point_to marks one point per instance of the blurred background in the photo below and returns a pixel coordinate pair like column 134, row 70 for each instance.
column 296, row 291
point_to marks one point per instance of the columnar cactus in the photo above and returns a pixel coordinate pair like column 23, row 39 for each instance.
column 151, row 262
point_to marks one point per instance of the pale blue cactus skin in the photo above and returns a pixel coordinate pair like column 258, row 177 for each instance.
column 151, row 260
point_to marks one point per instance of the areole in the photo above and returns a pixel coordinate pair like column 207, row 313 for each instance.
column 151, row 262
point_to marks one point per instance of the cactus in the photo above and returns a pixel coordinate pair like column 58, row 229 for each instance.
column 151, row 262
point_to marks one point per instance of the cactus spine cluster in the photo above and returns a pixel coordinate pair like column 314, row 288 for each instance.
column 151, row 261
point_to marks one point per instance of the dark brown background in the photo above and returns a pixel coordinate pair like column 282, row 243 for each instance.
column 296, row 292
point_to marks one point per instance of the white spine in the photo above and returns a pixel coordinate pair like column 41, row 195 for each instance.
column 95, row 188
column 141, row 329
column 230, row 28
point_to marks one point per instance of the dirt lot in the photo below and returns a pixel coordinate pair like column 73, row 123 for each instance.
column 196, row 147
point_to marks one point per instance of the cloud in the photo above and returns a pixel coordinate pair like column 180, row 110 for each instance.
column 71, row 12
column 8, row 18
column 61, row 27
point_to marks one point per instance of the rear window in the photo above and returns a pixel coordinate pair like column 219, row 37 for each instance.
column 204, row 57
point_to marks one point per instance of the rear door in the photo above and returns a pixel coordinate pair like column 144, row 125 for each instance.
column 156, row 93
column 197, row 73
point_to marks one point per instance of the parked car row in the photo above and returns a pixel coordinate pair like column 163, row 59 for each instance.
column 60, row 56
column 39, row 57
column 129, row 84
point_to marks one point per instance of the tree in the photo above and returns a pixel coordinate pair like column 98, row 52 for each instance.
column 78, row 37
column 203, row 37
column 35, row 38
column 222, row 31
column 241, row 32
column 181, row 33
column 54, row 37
= = = = =
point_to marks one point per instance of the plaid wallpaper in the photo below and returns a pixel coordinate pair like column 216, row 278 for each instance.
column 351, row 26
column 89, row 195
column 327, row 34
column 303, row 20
= = = = =
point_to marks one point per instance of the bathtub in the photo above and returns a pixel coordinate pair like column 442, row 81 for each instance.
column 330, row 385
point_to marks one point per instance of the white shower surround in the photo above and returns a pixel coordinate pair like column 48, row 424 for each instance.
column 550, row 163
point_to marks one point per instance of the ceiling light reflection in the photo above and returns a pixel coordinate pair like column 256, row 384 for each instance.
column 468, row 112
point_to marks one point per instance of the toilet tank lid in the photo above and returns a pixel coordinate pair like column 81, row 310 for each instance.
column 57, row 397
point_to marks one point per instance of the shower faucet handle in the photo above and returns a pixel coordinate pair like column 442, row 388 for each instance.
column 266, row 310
= = = = =
▶ _REQUIREMENTS_: Please edit the lines of the records between the line holding "point_to marks one point per instance of the shower" and the line holding "column 266, row 310", inclusive, changing "faucet handle" to "valve knob" and leaving everything else unchanged. Return only those lines.

▶ _IN RESPONSE_:
point_to marks one point per instance of the shower valve knob in the photo above and returns a pixel coordinate pair like column 442, row 388 for each instance.
column 266, row 310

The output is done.